(Passage to read)
---
Background: Genotyping in hypertrophic cardiomyopathy has gained increasing attention in the past decade. Its major role is for family screening and rarely influences decision-making processes in any individual patient. It is associated with substantial costs, and cost-effectiveness can only be achieved in the presence of high-detection rates for disease-causing sarcomere protein gene mutations. Therefore, our aim was to develop a score based on clinical and echocardiographic variables that allows prediction of the probability of a positive genotype.
Methods and results: Clinical and echocardiographic variables were collected in 471 consecutive patients undergoing genetic testing at a tertiary referral center between July 2005 and November 2010. Logistic regression for a positive genotype was used to construct integer risk weights for each independent predictor variable. These were summed for each patient to create the Toronto hypertrophic cardiomyopathy genotype score. A positive genotype was found in 163 of 471 patients (35%). Independent predictors with associated-risk weights in parentheses were as follows: age at diagnosis 20 to 29 (-1), 30 to 39 (-2), 40 to 49 (-3), 50 to 59 (-4), 60 to 69 (-5), 70 to 79 (-6), ≥80 (-7); female sex (4); arterial hypertension (-4); positive family history for hypertrophic cardiomyopathy (6); morphology category (5); ratio of maximal wall thickness:posterior wall thickness <1.46 (0), 1.47 to 1.70 (1), 1.71 to 1.92 (2), 1.93 to 2.26 (3), ≥2.27 (4). The model had a receiver operator curve of 0.80 and Hosmer-Lemeshow goodness-of-fit P=0.22.
Conclusions: The Toronto genotype score is an accurate tool to predict a positive genotype in a hypertrophic cardiomyopathy cohort at a tertiary referral center.
---
(Given entries)
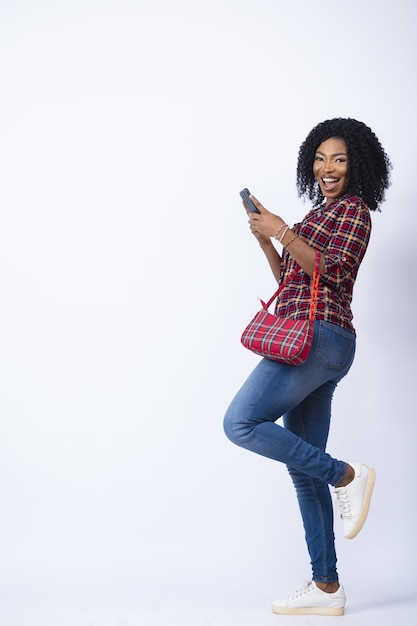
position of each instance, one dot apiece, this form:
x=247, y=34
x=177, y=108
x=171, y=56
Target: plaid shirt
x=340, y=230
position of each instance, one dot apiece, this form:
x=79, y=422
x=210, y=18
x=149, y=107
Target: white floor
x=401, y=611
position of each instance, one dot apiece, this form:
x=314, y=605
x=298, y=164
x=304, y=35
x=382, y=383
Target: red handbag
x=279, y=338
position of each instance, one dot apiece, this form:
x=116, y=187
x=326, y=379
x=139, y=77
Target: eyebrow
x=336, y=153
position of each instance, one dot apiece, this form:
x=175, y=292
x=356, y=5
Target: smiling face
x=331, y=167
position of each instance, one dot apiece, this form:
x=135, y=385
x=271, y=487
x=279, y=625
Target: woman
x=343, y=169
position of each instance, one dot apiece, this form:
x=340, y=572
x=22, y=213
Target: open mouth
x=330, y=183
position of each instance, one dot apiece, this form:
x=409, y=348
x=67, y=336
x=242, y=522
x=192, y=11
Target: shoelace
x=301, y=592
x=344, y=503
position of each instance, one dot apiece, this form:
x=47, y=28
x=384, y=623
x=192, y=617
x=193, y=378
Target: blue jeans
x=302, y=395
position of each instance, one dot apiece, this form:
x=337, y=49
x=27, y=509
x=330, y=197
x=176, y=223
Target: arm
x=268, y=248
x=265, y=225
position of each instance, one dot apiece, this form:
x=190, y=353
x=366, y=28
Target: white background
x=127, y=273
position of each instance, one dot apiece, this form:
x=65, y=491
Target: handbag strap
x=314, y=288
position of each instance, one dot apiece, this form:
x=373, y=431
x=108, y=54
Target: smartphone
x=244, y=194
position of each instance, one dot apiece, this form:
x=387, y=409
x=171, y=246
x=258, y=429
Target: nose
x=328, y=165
---
(Task set)
(a) According to the hypertrophic cardiomyopathy abstract, why did the authors set out to build a score that predicts the probability of a positive genotype? Answer in one to three sentences.
(b) Reproduce the hypertrophic cardiomyopathy abstract word for word from "Conclusions: The Toronto" to "tertiary referral center.".

(Solutions below)
(a) Genotyping in hypertrophic cardiomyopathy has substantial costs, and it is cost-effective only when detection rates for disease-causing sarcomere protein gene mutations are high. The authors therefore wanted a score based on clinical and echocardiographic variables that predicts the probability of a positive genotype.

(b)
Conclusions: The Toronto genotype score is an accurate tool to predict a positive genotype in a hypertrophic cardiomyopathy cohort at a tertiary referral center.